_Exercise prompt_
Return every line of the listing, exactly as it reads.

·····

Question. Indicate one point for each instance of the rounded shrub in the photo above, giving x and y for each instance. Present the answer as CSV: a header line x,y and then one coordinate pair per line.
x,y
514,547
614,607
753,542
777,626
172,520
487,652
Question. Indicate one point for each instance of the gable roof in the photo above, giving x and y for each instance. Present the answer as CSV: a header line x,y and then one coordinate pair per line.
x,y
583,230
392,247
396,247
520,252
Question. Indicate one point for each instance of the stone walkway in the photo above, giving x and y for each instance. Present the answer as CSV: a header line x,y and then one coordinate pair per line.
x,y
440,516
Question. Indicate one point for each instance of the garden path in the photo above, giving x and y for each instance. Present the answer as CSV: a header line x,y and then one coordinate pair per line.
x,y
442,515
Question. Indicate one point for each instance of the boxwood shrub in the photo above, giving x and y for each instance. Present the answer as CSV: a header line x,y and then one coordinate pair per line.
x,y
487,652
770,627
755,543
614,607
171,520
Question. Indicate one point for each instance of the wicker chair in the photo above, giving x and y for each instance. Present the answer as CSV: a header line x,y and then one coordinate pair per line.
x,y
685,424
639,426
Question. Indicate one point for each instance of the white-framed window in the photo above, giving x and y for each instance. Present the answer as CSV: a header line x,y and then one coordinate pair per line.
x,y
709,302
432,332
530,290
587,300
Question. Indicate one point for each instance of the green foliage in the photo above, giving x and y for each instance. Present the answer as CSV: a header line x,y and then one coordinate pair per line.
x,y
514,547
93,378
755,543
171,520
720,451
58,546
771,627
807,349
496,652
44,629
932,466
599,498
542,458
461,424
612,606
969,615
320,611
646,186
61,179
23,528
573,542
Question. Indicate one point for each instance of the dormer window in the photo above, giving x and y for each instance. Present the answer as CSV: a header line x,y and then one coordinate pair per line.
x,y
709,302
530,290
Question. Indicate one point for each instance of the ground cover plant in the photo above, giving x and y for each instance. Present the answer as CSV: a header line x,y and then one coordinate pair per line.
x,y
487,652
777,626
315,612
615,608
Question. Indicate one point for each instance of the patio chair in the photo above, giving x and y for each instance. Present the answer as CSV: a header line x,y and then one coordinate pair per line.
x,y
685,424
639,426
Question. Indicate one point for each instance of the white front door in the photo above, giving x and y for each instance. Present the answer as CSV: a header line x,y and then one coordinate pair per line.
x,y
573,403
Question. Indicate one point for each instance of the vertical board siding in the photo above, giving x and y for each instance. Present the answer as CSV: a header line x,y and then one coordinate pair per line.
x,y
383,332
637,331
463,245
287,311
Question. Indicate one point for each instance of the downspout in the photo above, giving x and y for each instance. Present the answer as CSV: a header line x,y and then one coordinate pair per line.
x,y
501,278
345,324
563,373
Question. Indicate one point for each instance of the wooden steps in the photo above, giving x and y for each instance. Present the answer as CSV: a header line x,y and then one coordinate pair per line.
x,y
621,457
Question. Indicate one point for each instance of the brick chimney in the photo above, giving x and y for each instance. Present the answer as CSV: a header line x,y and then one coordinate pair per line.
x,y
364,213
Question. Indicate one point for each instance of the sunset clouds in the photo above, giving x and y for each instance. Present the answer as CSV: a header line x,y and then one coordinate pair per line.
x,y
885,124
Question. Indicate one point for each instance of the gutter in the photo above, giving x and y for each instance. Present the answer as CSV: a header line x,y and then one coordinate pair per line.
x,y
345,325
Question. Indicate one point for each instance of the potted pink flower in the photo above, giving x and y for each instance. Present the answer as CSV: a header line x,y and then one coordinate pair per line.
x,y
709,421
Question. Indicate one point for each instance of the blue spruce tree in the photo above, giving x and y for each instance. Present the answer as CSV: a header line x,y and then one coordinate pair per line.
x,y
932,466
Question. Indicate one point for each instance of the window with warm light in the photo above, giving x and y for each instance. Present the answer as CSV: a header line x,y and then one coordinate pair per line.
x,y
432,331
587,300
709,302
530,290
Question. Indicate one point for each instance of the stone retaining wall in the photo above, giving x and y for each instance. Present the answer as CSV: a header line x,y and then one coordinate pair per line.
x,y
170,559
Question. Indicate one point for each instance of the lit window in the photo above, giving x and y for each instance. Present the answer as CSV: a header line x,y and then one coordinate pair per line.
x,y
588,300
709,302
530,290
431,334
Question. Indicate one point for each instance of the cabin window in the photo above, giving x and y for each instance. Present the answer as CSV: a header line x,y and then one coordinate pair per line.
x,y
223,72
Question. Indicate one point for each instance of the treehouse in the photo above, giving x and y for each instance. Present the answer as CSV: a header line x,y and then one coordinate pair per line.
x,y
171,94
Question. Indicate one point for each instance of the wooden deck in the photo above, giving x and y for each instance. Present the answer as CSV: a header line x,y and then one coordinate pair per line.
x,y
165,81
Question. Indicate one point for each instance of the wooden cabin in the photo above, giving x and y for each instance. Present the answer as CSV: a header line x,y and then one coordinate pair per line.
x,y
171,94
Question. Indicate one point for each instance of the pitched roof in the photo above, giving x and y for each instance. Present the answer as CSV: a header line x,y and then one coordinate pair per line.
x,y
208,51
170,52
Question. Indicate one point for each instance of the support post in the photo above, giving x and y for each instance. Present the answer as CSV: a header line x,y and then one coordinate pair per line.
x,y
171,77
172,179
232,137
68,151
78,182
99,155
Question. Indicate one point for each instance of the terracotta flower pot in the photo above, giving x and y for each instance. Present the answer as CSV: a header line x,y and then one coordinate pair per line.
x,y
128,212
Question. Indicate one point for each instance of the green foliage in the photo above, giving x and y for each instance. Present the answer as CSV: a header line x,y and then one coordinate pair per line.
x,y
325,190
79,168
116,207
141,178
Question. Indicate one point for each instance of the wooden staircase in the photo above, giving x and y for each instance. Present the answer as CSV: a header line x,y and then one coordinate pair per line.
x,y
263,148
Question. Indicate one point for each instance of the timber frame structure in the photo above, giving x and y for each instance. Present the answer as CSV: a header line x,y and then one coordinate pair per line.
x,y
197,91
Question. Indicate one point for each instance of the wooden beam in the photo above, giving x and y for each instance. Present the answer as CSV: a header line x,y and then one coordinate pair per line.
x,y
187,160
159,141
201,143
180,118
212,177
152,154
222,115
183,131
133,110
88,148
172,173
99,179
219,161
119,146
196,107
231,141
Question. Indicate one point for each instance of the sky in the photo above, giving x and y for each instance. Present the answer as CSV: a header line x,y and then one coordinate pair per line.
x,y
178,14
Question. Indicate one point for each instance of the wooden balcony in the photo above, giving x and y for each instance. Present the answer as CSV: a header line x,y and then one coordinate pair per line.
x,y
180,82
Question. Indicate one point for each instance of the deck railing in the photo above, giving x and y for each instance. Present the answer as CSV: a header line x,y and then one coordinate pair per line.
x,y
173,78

·····

_Result of this task_
Question. Indicate one point for each instance of the rounded shrub in the photo above, giving x and y for each instance. Present the answer as CSV: a header line x,y and then one coordinate pair per line.
x,y
514,547
614,607
753,542
777,626
172,520
487,652
Question. Indicate one point for each instance of the gable roof in the photo above, giving x and y for each instance. Present the answer as CSV: a header line x,y and then one coordinate pair per line.
x,y
583,230
392,247
396,247
520,252
Question. Indicate one point for each instance of the stone walkway in the photo above, giving x and y for each instance. Present the answer as CSV: a header line x,y and then one coordinate pair per line.
x,y
440,516
Question. Indicate one point for each instance of the garden path in the photo above, giving x and y for each instance. Present the answer as CSV: a header line x,y and then one coordinate pair per line.
x,y
442,515
Question. Indicate one point for each instance of the boxwood shrub in the photo above, giving x and y for each instance. Present the answer as CSV: a header line x,y and then one coordinate pair per line.
x,y
487,652
770,627
755,543
614,607
171,520
Question. Indicate one point for each instance of the wicker chair in the photo above, giving x and y for each instance. Present the answer as CSV: a header line x,y and then one coordinate pair per line.
x,y
685,424
639,426
Question. Indicate one point for each instance of the white-framed window in the photo above, giving x and y for each instance. Present the answer as CSV: a header line x,y and then one coordinate pair per line.
x,y
709,302
432,332
530,290
587,300
Question. Indicate one point for each instance of the green foliage in the photo above, giving x and y for each instance. Present the answer as CSV: a header line x,y and then one coordinate pair per line.
x,y
514,547
93,378
755,543
171,520
720,451
58,546
771,627
807,349
496,652
44,629
932,466
599,498
542,458
461,424
612,606
969,615
320,611
646,186
61,179
23,528
573,542
Question. Indicate one point for each instance of the dormer window in the photo above, giving x and y for each instance. Present the answer as CSV: a header line x,y and then one coordinate pair per line.
x,y
709,302
530,290
Question. Indicate one point for each instance of the ground cover plant in the photo above, giving x and y for each instance. Present the answer as CSV: a header line x,y and then one coordinate pair per line.
x,y
487,652
777,626
315,612
615,608
Question. Indicate one point for each instance of the patio chair in the photo above, giving x and y for each instance. Present the answer as CSV: a header line x,y and then one coordinate pair per line.
x,y
685,424
639,426
Question. Indicate one point for each instance of the white front door in the photo above, giving x and y for each instance. Present the answer as CSV: a header line x,y and then one coordinate pair per line.
x,y
573,403
Question. Indicate one point for each instance of the vertical board siding in the photo above, giving x and y for each instance. Present the answer as CSV: a header line x,y and then one coordinate pair per line.
x,y
383,332
637,331
463,245
287,311
Question. Indicate one point for each instance of the downspout in the photo above, giving x and y for each instance. Present the answer as CSV: a header line x,y and then one coordinate pair per line.
x,y
501,278
345,324
563,373
Question. Indicate one point for each instance of the wooden steps in the photo above, giving x and y for each instance. Present the answer as CSV: a header line x,y and then one coordinate pair per line.
x,y
621,457
Question. Indicate one point for each instance of the brick chimney in the photo above, giving x and y for each instance. Present the answer as CSV: a header line x,y and then one coordinate pair per line.
x,y
364,213
Question. Indicate one point for each instance of the sunset clouds in the photo above, giving x and y for each instance. Present the answer as CSV: a header line x,y and then one coordinate pair per line.
x,y
885,124
Question. Indicate one point for each instance of the gutter in the photo above, giving x and y for each instance. Present the answer as CSV: a header line x,y and then one coordinate pair per line.
x,y
345,325
Question. Indicate one point for each instance of the potted pink flower in the photo above, giving x and y for each instance. Present the answer as CSV: a header line x,y and then one coordinate pair per line.
x,y
709,421
Question. Indicate one point for each instance of the blue spruce tree in the photo above, giving x and y for each instance. Present the answer as CSV: a header line x,y and then one coordinate pair per line.
x,y
932,466
Question. Indicate one point for each instance of the window with warm light in the photo above, giving x and y for each instance. Present the answer as CSV: a header line x,y and then one coordinate pair per line.
x,y
432,331
587,300
709,302
530,290
Question. Indicate one point for each instance of the stone retaining wall in the photo above, giving x and y for each instance. Present the answer as CSV: a header line x,y and then one coordinate pair per line.
x,y
170,559
Question. Indicate one point for each instance of the lit window in the photo above, giving x and y for each instance. Present the answer as CSV: a header line x,y and then one coordinate pair per line.
x,y
588,300
709,302
530,290
431,334
Question. Indicate one point for each instance of the cabin window in the photo above, giving x and y for each instance. Present the answer as CSV: a header line x,y and then one coordinate pair per line.
x,y
223,72
Question. Indicate one point for each instance of the treehouse in the photo above, giving x and y for each instance. Present the answer as CSV: a header line x,y and then one coordinate pair per line.
x,y
171,94
Question. Indicate one point for each instance of the wooden deck in the photo above, giving x and y for each instance. Present the answer as CSV: a header line x,y and then one coordinate pair per line.
x,y
165,81
Question. Indicate one point for each instance of the wooden cabin in the photo above, giving x and y for each instance. Present the answer as CSV: a header line x,y and then one coordinate pair per line.
x,y
171,94
Question. Indicate one point for each instance of the pitched roof in the photo above, giving x and y for each instance. Present the answer as CSV: a header line x,y and then one coordinate pair per line.
x,y
208,51
170,52
Question. Indicate one point for each instance of the support post in the photo above, giving x and y for each instance. Present the answer as CSV: a header line x,y and then one coordinate pair per line.
x,y
171,77
172,179
232,137
68,151
78,182
99,155
Question. Indicate one point for each instance of the terracotta flower pot in the photo above, giving x and y for each instance. Present the answer as CSV: a header line x,y and then one coordinate pair per line.
x,y
128,212
Question. Indicate one point for each instance of the green foliage in the photo above, giving x and y for each instance. Present the answer as CSV: a header line x,y and then one coordinate pair per line.
x,y
325,190
79,168
116,207
141,178
Question. Indicate one point for each instance of the wooden staircase in the photo above, giving x and y for each instance. Present the answer as CSV: a header line x,y and then one coordinate pair per line.
x,y
263,148
Question. Indicate one point for each instance of the timber frame structure in the photo above, giving x and y for each instance. Present the answer as CSV: a header line x,y and then one coordinate pair per line.
x,y
197,91
Question. Indicate one point for each instance of the wooden beam in the photo above, giving x and y for each instance. Present the answer as CSV: a header line x,y and then one coordinate pair per line.
x,y
187,160
159,141
201,143
180,118
212,177
152,154
222,115
183,131
133,110
88,148
172,173
99,179
219,161
119,146
196,107
231,141
Question. Indicate one point for each instance of the sky in the photo above, giving x and y for each instance. Present the answer as CSV: a header line x,y and then one coordinate pair per line.
x,y
178,14
Question. Indicate one point for each instance of the wooden balcony in the photo above, giving x and y for each instance. Present the answer as CSV: a header line x,y and then one coordinate pair per line.
x,y
180,82
Question. Indicate one point for each instance of the deck railing in the photo above, giving x and y for each instance. Present the answer as CSV: a header line x,y and then one coordinate pair per line.
x,y
173,78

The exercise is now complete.